Exercise brief:
Find each line in the listing below that contains the word "denim" and copy those lines out.

Task data:
>>>
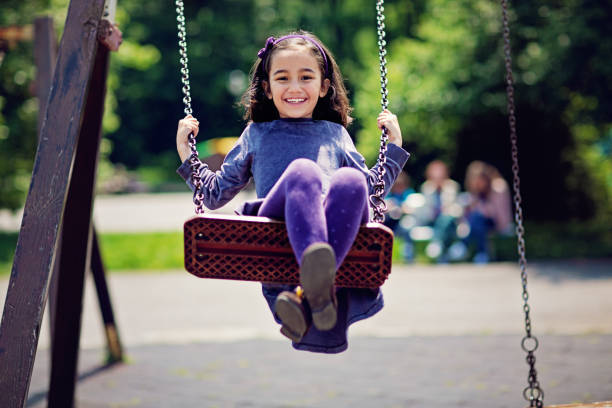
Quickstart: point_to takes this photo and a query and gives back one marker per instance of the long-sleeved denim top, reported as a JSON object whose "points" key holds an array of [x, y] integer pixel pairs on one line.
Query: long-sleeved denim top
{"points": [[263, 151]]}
<<<
>>>
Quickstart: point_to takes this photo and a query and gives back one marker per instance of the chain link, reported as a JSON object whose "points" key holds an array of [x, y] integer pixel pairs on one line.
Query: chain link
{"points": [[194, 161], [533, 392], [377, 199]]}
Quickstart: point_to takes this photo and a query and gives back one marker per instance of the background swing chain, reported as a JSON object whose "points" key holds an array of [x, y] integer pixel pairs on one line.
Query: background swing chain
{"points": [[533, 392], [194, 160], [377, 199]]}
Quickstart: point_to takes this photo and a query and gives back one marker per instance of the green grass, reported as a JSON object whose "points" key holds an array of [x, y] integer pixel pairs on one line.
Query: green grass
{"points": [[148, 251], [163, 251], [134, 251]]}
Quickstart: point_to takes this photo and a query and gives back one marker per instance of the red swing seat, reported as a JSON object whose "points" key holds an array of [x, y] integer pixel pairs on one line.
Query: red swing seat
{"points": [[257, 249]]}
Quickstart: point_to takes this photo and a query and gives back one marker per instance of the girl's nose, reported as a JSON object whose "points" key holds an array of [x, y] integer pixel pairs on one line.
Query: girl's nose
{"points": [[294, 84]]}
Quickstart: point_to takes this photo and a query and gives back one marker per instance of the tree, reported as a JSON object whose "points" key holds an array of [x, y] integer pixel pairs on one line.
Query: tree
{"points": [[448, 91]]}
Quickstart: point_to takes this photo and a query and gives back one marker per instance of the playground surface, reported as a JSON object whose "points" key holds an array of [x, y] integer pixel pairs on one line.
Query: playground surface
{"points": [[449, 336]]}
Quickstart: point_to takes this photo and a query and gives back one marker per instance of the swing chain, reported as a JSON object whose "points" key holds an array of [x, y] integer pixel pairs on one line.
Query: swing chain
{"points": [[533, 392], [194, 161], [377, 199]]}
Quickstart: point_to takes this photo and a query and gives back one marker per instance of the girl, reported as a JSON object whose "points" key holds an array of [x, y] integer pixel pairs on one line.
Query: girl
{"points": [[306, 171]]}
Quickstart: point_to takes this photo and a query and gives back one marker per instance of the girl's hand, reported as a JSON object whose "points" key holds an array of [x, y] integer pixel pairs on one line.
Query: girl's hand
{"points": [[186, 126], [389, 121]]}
<<<
Written response:
Quickstart: point_to takes this photo and a query and gives back one marker per instance of the long-sleeved denim top, reported as a JSON object whose "points" key holds an array of [x, y] integer pixel pairs on one line.
Query: long-sleeved denim top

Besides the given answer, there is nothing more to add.